**Texte du document**
════════
Ecrit par Jean-Louis Robert – le jeudi 05 août 2021 à 10H26

« Construire l’ennemi », pour reprendre le titre d’un essai d’Umberto Eco : c’est bien de cela dont il s’agit dans le présent délétère que nous vivons. Il s’agit ainsi de se définir à tout prix comme groupe, dans un « contexte de complexification et de diffraction du social » (P. Rosanvallon) qui opacifie la compréhension de la réalité ; la situation, auparavant, était plus facile à appréhender, qui reposait sur une catégorisation plus lisible avec des classes et des conditions sociales bien définies.
 
Avoir un ennemi apparaît alors comme un moyen de se forger une identité de groupe, en se confrontant à un obstacle, « pour mesurer son système de valeurs et montrer sa bravoure » (U.E.). Et si l’ennemi n’y est pas, qu’à cela ne tienne, il faut le produire. Comment ? Par la manipulation d’un certain nombre de signifiants prélevés ailleurs, les guerres de nos jours se déroulant souvent sur un plan sémiotique.
 
C’est ainsi qu’on a usé, jusqu’à l’abus et l’indécence pour le dernier, des signifiants  suivants historiquement datés : « résister » et son dérivé nominal « résistance », « collabos », « étoile jaune »  pour exprimer un antagonisme irréductible, mais réducteur, ô combien !, entre les provax et les antivax, les premiers ayant à leur tête un président iconiquement hitlérisé (des affiches détournées le représentent vêtu d’un uniforme nazi, avec moustache et mèche sur le côté) ayant confisqué notre liberté chérie.
════════
**Données**

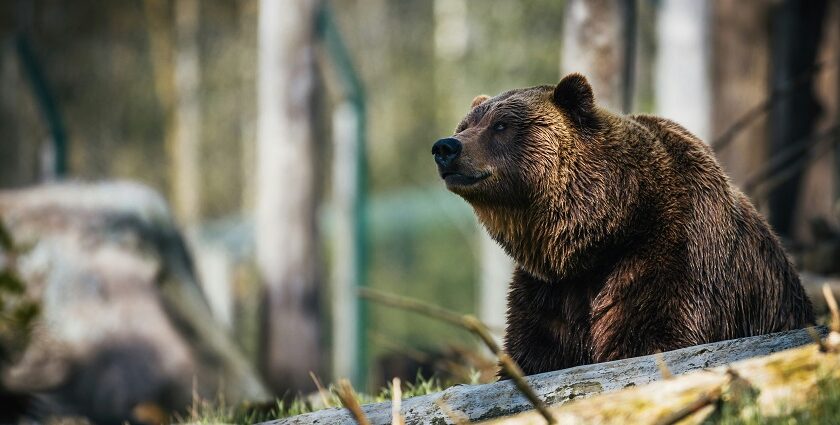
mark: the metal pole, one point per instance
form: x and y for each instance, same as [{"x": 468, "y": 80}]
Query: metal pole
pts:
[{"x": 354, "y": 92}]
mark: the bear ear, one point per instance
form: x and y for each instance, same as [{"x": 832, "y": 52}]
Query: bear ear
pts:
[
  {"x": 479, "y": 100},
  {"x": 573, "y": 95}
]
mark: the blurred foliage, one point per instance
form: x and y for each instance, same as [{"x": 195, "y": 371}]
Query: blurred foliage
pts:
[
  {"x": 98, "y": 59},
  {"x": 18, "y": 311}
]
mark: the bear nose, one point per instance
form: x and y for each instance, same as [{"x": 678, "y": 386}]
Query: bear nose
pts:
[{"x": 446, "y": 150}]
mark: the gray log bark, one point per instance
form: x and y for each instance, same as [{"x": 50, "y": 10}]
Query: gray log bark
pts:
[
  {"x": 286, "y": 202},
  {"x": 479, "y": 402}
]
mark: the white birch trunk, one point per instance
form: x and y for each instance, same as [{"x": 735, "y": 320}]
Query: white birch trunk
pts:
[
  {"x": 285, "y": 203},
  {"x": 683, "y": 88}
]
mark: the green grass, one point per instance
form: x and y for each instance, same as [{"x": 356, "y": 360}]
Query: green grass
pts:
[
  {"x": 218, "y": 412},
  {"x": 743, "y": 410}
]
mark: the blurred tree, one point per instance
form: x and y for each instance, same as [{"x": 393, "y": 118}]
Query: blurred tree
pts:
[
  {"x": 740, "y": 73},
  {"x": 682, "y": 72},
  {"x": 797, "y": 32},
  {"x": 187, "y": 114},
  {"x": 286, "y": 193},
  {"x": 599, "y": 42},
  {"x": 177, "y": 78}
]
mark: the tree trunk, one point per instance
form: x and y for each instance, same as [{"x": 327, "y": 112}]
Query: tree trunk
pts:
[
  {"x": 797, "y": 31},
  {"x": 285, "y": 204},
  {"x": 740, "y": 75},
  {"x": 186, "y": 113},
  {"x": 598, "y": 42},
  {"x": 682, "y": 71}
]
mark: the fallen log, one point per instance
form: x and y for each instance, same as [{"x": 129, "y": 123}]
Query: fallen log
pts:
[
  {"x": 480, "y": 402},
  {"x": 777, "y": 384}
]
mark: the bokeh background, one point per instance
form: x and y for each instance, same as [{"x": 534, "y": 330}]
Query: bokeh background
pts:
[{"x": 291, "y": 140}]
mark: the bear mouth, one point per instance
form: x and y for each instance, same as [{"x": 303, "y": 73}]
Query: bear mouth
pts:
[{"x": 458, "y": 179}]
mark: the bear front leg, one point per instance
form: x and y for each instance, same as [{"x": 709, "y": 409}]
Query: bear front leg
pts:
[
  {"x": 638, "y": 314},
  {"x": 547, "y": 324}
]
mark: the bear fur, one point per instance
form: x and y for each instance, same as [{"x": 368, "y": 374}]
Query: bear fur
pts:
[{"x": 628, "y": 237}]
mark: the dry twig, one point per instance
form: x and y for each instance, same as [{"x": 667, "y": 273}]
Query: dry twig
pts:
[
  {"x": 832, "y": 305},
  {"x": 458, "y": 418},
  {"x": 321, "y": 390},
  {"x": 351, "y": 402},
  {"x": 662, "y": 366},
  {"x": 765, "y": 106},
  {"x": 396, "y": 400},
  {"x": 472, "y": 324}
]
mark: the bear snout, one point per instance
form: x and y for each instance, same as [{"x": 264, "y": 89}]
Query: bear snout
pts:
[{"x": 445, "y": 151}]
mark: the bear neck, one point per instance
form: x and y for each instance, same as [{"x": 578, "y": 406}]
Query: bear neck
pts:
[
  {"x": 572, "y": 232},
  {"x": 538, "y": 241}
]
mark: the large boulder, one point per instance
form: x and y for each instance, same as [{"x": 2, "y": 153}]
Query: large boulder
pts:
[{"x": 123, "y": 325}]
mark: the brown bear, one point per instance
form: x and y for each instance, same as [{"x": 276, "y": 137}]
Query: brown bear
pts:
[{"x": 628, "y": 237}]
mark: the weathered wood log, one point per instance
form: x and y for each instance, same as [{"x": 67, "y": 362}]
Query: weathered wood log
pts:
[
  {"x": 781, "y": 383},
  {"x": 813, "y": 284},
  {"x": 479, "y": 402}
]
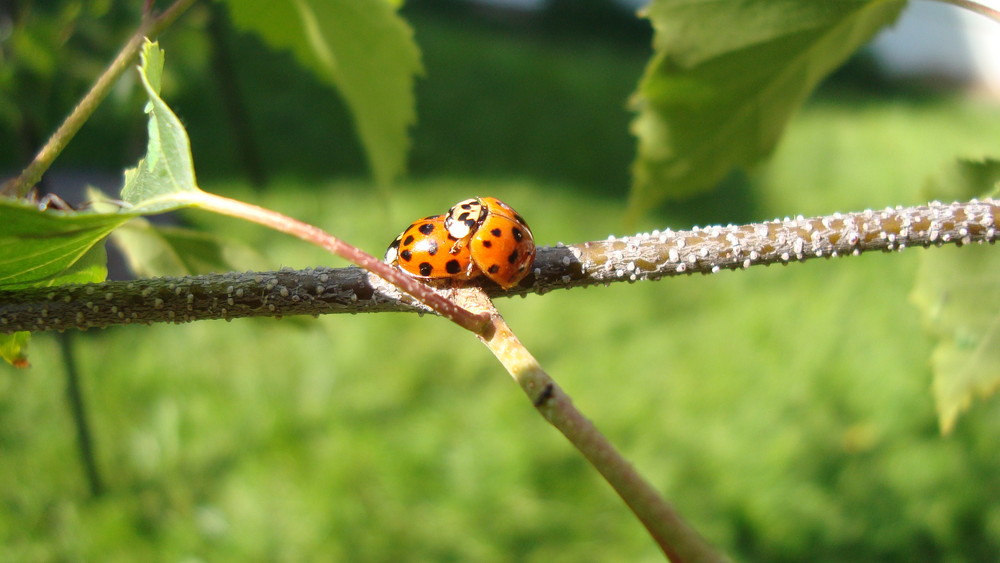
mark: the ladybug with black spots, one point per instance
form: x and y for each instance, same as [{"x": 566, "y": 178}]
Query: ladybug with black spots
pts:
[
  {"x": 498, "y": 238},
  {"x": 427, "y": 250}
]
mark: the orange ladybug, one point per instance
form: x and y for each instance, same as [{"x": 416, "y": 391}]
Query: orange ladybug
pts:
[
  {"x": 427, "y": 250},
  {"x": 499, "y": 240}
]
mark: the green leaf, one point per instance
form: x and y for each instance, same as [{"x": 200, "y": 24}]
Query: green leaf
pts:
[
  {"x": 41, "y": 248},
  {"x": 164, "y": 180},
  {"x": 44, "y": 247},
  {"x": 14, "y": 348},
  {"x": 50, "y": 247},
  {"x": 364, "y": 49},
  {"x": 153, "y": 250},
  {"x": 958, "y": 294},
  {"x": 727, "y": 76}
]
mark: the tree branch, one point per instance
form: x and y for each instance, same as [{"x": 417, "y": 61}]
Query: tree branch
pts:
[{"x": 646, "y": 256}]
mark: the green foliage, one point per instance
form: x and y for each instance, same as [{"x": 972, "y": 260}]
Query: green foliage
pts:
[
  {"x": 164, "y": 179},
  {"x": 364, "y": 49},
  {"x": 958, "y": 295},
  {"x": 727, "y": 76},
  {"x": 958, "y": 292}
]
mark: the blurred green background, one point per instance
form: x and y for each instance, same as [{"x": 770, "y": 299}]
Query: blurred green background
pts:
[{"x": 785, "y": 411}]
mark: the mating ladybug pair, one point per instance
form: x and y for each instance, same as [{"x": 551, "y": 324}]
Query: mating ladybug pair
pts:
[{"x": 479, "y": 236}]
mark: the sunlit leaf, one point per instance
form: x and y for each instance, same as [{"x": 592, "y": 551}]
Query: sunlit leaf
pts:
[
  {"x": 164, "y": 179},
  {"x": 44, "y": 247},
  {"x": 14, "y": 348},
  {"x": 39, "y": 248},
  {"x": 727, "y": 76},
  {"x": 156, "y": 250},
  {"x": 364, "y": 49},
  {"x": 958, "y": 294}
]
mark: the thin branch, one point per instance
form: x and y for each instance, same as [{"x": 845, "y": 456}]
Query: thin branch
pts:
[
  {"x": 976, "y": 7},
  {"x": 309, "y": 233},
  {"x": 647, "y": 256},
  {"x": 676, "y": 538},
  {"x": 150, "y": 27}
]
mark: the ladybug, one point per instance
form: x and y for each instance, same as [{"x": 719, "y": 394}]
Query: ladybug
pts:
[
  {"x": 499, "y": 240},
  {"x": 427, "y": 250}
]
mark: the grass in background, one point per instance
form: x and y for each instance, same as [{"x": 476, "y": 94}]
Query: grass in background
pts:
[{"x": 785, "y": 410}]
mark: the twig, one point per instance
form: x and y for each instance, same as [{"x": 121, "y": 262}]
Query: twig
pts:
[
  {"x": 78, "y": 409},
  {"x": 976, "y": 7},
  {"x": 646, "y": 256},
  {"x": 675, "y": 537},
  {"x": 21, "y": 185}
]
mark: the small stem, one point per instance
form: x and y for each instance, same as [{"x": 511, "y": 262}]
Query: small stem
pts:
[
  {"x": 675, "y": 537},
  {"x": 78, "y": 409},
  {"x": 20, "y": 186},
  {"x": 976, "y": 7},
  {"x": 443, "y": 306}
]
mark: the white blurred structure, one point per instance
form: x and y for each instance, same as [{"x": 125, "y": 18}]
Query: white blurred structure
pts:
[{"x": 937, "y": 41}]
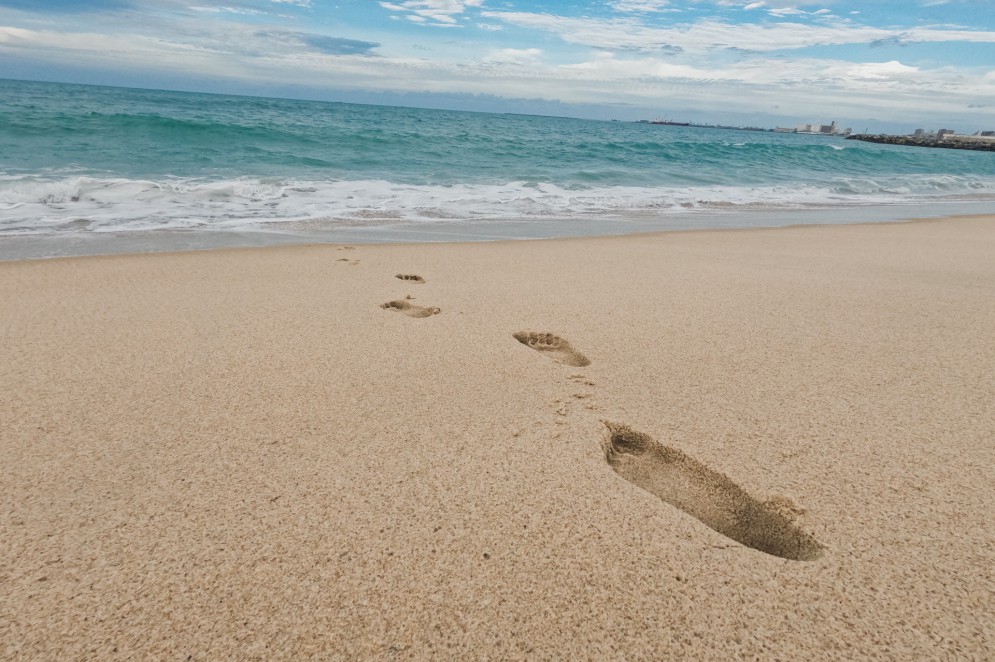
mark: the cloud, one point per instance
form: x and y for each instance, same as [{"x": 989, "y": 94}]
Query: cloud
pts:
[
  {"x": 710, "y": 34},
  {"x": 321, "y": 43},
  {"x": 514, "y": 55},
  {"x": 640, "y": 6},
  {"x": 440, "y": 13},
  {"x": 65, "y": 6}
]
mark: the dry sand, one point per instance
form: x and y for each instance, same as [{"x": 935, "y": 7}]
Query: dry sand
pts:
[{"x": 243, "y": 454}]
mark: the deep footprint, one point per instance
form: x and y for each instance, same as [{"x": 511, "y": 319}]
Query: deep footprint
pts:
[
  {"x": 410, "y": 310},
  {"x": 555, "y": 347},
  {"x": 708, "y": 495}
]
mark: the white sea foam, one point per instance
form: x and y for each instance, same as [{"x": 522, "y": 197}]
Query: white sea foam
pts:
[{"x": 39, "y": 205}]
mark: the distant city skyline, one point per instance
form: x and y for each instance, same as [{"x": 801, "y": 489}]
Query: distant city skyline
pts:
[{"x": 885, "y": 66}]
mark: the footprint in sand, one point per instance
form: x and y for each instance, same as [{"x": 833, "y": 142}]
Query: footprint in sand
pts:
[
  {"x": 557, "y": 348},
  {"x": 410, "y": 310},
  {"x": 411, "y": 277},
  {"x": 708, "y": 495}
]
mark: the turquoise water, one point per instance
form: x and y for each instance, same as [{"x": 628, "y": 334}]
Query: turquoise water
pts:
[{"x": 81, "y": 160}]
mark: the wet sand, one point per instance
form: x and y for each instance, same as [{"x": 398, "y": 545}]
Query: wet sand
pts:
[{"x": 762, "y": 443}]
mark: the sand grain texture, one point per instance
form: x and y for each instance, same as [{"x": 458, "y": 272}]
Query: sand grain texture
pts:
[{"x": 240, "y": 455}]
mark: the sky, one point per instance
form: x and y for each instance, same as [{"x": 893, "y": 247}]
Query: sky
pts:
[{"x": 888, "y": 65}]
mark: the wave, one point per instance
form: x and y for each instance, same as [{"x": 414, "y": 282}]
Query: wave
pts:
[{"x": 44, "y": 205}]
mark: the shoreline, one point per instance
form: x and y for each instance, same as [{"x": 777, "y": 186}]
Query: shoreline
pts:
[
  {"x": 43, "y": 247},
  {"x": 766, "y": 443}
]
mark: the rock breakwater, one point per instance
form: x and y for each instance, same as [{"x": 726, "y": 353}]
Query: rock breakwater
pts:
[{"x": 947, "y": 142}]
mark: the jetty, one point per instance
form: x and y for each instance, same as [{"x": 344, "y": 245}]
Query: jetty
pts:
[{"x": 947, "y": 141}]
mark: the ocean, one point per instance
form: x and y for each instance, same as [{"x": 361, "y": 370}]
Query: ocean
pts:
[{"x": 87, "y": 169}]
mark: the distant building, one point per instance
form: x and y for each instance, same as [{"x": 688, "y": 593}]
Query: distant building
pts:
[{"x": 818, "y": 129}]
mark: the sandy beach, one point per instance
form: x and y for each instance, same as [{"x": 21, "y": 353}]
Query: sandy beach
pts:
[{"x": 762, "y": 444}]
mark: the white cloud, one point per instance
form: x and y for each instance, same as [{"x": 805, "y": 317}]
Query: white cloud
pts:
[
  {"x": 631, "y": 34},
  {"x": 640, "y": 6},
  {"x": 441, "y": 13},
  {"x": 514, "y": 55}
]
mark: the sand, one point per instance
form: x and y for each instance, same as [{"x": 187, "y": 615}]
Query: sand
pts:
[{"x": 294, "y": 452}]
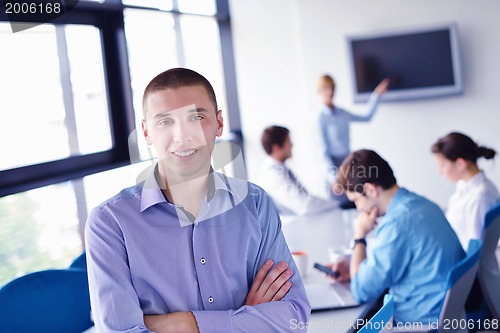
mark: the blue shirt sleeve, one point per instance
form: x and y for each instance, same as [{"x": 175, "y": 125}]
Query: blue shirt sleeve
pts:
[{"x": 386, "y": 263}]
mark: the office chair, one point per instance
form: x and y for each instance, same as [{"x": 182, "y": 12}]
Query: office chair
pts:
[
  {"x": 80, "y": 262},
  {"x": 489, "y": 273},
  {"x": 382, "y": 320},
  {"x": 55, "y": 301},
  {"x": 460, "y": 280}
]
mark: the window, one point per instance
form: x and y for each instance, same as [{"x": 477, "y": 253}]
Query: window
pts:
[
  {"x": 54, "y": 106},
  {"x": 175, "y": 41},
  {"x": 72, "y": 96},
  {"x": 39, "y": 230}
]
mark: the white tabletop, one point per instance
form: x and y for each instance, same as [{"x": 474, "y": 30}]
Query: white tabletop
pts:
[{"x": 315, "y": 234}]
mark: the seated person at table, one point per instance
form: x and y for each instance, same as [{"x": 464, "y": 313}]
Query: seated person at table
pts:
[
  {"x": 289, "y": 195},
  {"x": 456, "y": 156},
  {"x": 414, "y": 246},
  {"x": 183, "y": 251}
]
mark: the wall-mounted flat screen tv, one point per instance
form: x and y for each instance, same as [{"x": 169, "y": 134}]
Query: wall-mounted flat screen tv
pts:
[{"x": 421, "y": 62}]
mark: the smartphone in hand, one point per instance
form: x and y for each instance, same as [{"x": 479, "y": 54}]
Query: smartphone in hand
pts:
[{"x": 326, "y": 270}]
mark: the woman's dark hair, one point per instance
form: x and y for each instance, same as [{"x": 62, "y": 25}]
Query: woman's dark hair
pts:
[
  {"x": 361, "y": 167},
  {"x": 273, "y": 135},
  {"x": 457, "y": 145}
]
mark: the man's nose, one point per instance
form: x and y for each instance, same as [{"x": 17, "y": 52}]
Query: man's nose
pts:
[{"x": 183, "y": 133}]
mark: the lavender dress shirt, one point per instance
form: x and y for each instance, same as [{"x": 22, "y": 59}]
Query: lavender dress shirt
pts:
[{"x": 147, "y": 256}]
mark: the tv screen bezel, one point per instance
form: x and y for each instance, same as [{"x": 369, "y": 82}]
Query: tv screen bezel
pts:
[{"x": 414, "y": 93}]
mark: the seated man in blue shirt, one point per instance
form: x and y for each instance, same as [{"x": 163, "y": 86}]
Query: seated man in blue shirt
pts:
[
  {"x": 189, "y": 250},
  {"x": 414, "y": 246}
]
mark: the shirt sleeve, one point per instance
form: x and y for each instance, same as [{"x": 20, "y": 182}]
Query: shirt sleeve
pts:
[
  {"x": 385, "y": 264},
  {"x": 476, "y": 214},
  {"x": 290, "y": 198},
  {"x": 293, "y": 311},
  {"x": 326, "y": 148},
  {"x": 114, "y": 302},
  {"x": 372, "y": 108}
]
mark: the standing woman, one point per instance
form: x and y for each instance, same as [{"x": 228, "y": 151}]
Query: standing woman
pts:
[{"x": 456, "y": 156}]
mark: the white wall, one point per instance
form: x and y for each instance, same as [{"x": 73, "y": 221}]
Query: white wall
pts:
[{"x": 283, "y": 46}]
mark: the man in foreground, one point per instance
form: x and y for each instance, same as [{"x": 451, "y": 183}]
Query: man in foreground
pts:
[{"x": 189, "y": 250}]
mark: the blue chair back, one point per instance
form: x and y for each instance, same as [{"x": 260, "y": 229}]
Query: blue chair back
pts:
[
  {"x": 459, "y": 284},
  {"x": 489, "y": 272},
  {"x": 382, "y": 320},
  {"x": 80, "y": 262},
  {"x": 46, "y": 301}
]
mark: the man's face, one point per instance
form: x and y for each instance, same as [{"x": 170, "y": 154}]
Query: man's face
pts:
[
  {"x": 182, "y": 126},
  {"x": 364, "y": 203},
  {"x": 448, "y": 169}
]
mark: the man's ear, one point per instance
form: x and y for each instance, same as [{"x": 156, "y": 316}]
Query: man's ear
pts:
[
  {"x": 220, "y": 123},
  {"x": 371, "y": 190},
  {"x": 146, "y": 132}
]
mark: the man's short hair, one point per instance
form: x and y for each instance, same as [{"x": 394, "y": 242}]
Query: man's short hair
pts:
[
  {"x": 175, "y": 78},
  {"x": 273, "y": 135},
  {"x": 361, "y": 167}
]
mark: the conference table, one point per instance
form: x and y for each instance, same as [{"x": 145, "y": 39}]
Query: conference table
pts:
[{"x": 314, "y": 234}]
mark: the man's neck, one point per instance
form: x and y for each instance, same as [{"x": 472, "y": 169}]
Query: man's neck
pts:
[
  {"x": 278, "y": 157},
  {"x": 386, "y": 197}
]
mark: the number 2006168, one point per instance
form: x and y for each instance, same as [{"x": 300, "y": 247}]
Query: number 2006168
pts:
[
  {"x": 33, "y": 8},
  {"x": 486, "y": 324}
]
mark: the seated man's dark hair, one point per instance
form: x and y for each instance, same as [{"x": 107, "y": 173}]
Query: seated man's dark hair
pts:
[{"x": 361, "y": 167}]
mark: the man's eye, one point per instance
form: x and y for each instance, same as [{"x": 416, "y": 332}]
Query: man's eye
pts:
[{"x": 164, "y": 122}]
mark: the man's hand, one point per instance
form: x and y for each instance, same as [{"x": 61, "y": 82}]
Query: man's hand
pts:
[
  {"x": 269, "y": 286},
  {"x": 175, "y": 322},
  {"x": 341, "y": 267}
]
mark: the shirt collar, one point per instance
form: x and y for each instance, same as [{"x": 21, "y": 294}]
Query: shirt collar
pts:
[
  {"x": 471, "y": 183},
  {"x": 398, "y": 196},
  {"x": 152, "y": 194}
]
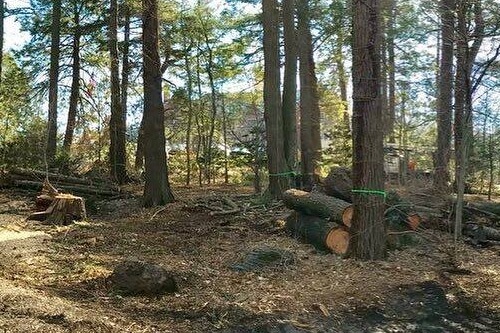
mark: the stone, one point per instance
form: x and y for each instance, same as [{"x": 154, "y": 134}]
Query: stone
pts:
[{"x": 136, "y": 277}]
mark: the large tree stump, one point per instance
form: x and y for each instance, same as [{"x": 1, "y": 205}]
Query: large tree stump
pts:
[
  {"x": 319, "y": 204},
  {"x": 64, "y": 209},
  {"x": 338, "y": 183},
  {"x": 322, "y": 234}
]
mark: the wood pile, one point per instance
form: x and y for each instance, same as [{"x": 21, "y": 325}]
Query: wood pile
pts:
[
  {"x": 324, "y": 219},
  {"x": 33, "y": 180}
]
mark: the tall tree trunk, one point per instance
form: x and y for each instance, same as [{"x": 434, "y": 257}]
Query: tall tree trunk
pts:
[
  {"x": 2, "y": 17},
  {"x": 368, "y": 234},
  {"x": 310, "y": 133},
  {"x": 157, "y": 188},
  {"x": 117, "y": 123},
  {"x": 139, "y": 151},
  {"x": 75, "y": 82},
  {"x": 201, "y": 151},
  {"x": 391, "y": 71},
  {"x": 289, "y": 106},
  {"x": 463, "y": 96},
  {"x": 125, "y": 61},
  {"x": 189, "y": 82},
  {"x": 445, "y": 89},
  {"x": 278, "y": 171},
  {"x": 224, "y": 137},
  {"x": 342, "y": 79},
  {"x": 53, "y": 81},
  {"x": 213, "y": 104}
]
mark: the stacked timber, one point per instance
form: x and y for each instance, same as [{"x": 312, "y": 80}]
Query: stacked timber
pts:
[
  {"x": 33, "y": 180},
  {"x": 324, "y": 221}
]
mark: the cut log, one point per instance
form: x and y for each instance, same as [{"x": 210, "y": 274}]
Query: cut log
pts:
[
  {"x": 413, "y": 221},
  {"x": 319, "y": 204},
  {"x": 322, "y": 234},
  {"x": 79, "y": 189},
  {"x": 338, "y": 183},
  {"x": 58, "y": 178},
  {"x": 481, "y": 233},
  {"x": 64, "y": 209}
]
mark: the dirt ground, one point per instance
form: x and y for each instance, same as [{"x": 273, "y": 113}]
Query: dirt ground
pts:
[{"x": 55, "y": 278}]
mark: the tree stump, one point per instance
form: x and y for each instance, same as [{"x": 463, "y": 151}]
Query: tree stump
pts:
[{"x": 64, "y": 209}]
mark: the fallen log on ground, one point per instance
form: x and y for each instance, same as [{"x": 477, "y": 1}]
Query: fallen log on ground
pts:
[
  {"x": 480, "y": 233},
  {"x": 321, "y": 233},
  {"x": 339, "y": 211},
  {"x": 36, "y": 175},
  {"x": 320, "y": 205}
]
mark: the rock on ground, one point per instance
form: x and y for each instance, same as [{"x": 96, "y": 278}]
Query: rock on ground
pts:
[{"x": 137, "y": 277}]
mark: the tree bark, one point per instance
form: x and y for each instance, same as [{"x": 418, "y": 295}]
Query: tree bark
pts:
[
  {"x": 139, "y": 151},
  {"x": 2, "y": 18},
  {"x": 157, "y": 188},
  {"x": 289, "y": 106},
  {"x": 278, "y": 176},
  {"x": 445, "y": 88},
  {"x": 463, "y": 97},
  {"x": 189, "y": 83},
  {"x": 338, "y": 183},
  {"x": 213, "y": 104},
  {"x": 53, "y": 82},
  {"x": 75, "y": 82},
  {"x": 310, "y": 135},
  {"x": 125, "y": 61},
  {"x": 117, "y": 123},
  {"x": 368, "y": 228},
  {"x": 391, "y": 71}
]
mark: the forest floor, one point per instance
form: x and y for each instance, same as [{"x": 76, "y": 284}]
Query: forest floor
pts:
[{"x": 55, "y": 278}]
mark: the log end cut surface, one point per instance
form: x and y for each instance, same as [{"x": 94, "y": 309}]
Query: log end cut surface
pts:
════════
**Problème à résoudre**
D'après le texte du document, sur quel plan les guerres de nos jours se déroulent-elles souvent ?

**Solution proposée**
Sur un plan sémiotique.